(Entries from a dataset)
--------------------

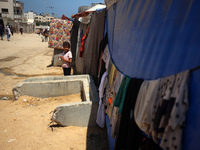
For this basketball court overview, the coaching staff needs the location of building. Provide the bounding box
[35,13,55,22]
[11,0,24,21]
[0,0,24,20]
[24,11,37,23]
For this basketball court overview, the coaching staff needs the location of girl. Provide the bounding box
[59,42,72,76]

--------------------

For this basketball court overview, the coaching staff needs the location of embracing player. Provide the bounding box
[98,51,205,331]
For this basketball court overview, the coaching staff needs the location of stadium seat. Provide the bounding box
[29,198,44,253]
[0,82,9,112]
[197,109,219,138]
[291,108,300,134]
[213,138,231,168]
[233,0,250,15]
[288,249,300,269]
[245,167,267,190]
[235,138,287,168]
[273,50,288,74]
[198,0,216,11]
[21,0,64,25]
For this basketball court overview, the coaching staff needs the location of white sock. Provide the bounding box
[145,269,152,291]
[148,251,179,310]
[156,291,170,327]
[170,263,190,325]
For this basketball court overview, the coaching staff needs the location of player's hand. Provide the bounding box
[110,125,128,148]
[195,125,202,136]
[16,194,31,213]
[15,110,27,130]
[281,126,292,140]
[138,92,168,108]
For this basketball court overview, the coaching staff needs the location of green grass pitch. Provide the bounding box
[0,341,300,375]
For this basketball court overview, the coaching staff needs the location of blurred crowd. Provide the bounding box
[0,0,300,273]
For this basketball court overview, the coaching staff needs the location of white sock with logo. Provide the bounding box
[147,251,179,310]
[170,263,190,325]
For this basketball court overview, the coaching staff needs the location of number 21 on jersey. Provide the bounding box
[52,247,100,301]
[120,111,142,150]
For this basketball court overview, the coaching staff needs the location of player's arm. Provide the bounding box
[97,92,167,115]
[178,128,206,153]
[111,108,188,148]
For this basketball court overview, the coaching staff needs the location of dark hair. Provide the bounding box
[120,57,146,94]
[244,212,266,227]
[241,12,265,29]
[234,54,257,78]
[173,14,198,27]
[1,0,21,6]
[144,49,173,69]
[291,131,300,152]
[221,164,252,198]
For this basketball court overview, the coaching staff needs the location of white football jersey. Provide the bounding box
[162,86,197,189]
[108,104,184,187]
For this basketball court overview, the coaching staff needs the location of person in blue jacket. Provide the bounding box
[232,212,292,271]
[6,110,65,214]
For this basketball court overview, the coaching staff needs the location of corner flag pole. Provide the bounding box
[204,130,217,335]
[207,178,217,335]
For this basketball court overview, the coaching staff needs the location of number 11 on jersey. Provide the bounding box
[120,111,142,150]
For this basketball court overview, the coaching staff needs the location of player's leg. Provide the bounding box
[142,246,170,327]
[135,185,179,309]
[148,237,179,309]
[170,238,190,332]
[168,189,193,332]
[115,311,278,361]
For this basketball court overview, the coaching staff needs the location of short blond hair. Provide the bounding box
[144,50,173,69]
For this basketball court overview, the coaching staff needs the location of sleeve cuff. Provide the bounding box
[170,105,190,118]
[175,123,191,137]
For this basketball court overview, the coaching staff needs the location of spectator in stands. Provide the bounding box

--------------------

:: THE TASK ::
Please copy word for word the rows from the line with "arm. Provide the bounding box" up to and including the line with "[111,108,188,148]".

:: EXERCISE OUTPUT ::
For this basketball court overview, the coaching staff needs the location of player's arm. Provide the bounding box
[97,92,167,115]
[178,128,206,153]
[111,108,188,148]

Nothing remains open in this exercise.